» **Task to complete**:
Pull every line with "umbrella" from the data.

» **Dataset records**:
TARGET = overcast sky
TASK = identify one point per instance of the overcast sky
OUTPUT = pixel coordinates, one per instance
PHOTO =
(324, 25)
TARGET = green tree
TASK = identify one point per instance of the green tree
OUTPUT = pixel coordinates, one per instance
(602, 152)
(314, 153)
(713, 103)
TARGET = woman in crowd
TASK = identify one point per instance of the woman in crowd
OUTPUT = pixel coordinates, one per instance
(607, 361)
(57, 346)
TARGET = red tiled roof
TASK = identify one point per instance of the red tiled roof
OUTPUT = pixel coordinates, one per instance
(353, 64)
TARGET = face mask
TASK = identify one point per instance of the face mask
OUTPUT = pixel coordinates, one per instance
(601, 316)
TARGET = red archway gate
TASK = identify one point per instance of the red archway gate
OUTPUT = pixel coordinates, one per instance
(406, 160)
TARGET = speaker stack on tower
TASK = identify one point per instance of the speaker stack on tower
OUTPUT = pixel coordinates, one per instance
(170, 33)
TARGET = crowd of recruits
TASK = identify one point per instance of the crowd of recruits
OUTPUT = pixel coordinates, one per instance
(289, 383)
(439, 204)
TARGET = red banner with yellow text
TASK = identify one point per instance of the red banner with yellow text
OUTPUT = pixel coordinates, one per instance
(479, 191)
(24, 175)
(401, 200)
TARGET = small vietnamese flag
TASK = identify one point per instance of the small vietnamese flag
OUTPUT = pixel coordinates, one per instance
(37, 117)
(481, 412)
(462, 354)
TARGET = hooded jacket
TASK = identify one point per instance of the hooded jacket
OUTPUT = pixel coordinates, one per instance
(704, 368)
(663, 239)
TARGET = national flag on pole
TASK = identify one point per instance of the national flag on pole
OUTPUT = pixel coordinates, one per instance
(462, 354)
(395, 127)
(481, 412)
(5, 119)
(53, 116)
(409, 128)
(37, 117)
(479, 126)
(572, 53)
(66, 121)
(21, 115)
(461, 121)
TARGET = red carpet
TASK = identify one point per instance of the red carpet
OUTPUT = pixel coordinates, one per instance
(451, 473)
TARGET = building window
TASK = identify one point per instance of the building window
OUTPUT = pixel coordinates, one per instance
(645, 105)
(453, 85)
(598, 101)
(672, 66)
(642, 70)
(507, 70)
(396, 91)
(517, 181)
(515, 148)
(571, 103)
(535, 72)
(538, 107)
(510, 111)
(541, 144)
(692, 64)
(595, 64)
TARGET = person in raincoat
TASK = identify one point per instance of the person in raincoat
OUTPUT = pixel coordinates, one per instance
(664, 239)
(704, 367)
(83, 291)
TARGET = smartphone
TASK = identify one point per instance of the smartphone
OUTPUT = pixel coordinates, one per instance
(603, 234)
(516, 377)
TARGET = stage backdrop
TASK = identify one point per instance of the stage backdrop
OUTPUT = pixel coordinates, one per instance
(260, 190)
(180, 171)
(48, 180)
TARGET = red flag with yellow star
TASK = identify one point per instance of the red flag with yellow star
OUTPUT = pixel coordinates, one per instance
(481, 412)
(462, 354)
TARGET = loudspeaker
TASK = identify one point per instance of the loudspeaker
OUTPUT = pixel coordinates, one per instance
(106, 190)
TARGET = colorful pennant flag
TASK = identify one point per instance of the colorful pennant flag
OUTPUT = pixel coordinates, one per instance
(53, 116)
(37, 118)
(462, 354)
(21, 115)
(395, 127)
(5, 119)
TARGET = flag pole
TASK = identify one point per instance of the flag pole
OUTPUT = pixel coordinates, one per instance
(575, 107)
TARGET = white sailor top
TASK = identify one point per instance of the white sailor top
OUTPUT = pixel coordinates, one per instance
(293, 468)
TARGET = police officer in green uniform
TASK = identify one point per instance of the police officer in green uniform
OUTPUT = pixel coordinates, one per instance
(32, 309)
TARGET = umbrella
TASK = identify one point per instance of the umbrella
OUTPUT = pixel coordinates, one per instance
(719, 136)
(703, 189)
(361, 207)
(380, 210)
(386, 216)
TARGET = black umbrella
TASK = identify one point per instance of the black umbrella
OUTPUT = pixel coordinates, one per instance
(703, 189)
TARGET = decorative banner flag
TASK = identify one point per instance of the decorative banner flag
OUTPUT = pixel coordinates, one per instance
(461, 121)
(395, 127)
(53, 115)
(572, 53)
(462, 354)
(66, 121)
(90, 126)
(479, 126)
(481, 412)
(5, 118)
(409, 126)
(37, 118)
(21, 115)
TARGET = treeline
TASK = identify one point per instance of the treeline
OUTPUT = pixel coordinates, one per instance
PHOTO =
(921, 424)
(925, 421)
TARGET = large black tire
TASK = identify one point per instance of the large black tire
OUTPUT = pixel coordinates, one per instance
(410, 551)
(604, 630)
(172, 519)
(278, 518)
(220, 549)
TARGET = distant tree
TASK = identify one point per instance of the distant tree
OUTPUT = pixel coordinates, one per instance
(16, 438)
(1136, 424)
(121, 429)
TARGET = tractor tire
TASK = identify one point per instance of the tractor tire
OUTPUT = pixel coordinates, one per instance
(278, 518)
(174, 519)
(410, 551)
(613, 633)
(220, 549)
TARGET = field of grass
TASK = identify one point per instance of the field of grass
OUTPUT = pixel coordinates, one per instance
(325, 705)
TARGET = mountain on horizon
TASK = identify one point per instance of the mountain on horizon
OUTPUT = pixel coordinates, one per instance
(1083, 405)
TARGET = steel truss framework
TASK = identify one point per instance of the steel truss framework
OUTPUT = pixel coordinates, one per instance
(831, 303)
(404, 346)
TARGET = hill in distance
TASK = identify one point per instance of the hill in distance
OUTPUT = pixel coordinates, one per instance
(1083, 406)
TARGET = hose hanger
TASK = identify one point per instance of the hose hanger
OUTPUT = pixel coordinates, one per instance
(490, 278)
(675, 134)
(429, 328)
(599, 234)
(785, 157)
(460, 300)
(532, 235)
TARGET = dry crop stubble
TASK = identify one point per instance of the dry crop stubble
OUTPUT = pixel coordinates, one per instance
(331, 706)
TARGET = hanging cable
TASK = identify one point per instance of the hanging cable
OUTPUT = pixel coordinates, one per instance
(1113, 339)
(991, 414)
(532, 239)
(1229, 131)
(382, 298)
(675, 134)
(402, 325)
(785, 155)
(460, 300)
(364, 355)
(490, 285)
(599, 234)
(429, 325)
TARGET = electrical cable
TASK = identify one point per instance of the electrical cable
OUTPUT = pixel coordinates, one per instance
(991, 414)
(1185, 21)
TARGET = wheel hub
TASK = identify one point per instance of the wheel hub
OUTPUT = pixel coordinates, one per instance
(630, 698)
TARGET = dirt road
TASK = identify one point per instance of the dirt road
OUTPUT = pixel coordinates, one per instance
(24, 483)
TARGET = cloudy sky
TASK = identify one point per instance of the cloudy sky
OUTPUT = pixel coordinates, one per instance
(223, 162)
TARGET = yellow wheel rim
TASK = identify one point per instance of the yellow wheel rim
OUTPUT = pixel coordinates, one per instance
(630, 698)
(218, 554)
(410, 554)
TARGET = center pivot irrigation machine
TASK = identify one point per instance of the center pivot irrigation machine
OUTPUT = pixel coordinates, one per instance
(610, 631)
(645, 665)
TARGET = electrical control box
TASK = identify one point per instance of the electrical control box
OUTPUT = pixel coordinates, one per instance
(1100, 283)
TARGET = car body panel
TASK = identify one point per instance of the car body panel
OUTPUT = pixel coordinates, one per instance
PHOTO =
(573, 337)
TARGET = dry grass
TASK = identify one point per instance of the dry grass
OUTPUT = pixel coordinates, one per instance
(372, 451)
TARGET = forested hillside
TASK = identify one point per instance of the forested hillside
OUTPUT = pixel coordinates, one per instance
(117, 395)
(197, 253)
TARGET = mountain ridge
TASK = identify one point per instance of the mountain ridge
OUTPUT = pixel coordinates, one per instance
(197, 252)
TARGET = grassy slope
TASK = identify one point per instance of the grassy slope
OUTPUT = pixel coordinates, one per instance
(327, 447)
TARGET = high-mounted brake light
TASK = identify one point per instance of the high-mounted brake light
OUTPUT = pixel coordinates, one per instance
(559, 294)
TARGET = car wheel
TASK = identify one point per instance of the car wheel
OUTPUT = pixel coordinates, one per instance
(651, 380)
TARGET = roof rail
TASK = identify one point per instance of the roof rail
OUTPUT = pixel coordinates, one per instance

» **Response to the task**:
TARGET = umbrella
TASK = identify one point per instance of the umbrella
TARGET = black umbrella
TASK = identify one point per instance of the black umbrella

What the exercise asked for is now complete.